Your objective.
Reproduce verbatim the lines of the listing below, starting at the line that contains "of the circular" and ending with the last line of the listing.

Input rows.
==================================================
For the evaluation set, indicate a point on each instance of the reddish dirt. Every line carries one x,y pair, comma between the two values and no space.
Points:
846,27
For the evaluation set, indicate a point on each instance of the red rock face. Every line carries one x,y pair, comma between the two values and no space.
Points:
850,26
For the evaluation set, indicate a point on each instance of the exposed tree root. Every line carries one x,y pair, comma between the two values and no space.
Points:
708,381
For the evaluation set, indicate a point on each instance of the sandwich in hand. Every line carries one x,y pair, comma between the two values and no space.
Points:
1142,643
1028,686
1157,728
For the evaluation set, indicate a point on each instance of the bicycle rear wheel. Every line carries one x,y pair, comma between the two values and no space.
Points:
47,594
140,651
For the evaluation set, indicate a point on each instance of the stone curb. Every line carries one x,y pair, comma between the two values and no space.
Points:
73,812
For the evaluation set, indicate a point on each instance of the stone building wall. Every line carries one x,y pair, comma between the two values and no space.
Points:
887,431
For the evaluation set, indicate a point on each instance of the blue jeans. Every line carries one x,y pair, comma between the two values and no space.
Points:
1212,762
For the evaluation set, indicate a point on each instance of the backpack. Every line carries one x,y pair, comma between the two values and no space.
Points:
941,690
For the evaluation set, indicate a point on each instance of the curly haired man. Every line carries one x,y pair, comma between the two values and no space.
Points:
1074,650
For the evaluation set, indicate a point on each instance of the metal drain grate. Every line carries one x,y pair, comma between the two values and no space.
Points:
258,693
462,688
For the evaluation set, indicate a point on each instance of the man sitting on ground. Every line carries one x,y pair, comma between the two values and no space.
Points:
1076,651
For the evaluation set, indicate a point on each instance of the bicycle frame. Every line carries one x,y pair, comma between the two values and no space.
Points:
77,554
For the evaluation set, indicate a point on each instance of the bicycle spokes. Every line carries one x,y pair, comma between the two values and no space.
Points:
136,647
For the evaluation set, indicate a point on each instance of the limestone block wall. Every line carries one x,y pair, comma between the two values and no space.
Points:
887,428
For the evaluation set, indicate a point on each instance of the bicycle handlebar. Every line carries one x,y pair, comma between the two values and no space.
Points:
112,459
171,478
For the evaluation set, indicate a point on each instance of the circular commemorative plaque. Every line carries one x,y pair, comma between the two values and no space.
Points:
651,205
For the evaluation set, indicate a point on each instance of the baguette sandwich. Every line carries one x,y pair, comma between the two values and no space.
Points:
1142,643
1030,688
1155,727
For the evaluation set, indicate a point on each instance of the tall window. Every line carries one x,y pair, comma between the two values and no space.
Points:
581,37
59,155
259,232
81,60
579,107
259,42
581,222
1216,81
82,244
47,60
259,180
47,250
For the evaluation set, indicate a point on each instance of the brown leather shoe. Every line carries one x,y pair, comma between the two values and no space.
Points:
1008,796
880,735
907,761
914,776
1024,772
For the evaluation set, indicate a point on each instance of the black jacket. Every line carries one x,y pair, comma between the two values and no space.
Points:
==================================================
Written solution.
For the evaluation set, indicate a point on each instance of the circular commemorative plaque. Every line carries one x,y pair, comma between the two values and no space.
Points:
651,205
For the evaluation set, indicate a point on each instance of the baguette sandwich. Every line carries one x,y pair, comma between the two values and no space.
Points:
1142,643
1030,688
1155,727
For the evaluation set, indicate a point on each instance of the tall window. Every line carries one x,y pair, comma between the two values and no space.
Points:
581,37
59,155
259,232
81,60
579,107
259,42
581,222
1216,81
82,244
47,60
259,180
47,250
For the evaluation set, indicate a point on each instance of the brown leather shoe. Every line carries one x,y pair, comma between the two values and no space.
Points:
1008,796
880,735
907,761
914,776
1024,772
For the evaluation set, indicate a point on each instance of the black jacket. Every line carries one x,y pair, comma between the two values and no space.
Points:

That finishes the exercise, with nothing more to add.